*** Opening Given entries ***

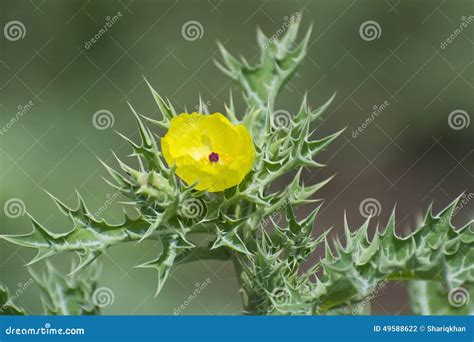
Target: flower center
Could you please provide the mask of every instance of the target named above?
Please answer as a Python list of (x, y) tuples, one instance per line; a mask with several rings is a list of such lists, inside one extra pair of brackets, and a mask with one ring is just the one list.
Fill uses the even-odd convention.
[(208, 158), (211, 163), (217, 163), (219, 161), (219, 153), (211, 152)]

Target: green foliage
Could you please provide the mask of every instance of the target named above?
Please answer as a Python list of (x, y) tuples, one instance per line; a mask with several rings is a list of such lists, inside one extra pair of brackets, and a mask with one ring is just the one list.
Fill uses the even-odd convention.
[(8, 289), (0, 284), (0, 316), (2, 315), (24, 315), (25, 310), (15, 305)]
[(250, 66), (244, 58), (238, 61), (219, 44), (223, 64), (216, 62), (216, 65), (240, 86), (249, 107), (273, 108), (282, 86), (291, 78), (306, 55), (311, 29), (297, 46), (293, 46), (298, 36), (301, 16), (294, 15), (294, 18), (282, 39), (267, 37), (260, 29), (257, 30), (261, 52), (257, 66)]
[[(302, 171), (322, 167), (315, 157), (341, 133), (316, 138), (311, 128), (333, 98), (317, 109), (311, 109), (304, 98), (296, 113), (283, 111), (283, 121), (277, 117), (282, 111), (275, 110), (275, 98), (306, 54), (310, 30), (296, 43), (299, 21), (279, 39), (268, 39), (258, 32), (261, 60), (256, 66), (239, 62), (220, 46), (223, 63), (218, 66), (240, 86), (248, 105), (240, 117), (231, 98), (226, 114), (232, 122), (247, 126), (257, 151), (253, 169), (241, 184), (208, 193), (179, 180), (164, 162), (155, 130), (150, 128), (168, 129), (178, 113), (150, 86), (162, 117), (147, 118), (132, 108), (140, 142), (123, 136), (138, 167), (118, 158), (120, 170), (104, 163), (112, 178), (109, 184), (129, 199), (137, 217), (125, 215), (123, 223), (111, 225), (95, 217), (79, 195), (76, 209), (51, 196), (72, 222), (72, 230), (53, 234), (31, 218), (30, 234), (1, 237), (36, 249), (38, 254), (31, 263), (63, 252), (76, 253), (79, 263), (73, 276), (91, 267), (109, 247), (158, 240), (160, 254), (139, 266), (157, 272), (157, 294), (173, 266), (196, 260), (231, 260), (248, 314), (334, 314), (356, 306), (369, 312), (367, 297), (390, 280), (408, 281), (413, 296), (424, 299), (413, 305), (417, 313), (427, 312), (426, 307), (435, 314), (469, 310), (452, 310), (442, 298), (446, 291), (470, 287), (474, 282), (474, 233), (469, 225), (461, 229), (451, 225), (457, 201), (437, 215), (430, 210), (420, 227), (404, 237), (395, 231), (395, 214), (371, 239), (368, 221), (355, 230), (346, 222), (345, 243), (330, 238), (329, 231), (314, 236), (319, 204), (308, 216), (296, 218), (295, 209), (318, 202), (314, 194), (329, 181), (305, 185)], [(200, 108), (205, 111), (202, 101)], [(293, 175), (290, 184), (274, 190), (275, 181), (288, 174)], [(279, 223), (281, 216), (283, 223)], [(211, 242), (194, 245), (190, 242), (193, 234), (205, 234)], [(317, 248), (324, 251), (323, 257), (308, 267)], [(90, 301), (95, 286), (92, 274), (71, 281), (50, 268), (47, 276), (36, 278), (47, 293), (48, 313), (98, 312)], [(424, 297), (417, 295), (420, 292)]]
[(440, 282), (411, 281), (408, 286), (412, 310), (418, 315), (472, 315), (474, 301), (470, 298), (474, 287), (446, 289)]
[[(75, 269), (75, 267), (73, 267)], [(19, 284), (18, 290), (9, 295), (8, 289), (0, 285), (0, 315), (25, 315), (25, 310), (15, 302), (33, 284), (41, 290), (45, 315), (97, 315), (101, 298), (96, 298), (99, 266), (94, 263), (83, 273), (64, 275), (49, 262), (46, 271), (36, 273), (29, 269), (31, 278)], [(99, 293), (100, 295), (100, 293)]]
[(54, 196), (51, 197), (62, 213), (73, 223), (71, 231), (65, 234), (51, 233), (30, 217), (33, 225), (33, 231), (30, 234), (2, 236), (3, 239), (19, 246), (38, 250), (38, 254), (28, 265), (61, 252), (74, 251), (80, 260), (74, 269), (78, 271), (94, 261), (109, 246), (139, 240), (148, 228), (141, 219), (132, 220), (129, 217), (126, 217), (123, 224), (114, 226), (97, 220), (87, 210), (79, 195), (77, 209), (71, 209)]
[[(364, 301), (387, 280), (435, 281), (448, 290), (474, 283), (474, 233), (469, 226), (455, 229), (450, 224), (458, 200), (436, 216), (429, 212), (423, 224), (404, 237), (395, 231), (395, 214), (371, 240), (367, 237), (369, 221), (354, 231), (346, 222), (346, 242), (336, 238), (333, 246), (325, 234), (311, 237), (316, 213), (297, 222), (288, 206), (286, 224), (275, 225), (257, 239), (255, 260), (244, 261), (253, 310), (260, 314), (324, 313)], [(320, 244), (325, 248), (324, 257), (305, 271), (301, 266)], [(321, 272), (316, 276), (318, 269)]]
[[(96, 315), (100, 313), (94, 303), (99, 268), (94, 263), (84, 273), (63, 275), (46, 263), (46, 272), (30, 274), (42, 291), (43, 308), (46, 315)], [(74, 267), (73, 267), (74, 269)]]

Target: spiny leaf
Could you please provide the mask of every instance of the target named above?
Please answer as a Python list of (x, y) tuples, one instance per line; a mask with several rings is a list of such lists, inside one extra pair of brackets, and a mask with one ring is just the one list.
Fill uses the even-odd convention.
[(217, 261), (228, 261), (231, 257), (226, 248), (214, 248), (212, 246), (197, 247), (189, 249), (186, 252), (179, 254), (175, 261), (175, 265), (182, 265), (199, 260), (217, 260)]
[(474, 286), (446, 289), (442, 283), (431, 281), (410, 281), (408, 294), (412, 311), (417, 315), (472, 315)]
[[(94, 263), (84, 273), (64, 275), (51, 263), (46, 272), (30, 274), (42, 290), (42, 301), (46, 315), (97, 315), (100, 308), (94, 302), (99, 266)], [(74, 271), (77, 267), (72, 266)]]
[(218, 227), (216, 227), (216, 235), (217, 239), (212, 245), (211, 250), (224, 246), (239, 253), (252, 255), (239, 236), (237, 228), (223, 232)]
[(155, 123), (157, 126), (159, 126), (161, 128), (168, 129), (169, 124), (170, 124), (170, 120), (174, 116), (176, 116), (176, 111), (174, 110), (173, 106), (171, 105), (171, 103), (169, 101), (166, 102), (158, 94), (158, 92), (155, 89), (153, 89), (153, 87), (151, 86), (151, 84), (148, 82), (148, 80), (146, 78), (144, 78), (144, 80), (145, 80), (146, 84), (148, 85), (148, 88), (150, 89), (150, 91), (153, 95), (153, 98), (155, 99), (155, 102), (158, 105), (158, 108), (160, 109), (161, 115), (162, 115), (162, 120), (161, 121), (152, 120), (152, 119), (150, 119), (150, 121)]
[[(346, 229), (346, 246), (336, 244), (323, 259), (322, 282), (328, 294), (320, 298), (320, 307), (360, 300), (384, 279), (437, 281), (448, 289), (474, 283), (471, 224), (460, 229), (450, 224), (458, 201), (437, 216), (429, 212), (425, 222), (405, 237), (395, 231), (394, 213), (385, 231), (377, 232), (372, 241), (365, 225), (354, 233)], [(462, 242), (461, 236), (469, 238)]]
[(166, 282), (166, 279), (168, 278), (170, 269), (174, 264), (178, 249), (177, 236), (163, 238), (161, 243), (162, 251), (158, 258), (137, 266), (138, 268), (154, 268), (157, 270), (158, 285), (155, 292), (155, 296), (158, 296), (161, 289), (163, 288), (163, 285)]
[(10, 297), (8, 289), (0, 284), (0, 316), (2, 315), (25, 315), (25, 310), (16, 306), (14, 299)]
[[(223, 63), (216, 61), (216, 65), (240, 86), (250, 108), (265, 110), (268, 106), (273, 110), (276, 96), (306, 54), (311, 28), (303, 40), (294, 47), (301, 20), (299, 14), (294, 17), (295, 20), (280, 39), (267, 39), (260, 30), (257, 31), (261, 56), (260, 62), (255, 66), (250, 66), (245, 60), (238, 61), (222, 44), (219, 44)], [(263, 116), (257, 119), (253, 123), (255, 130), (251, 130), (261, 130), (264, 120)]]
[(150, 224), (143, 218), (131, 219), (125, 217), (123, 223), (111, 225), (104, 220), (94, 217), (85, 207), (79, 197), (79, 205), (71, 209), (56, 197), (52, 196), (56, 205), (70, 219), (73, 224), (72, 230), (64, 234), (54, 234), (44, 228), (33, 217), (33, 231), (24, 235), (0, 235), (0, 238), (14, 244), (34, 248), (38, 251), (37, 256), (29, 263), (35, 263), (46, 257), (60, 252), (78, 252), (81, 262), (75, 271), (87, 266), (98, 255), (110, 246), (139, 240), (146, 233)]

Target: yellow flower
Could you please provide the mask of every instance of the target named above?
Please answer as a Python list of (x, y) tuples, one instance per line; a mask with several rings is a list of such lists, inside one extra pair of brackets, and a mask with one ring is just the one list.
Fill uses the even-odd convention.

*** Closing Given entries ***

**Problem statement:** Look over the records above and copy each line that includes the string "flower".

**Solution to this problem:**
Target: flower center
Target: yellow flower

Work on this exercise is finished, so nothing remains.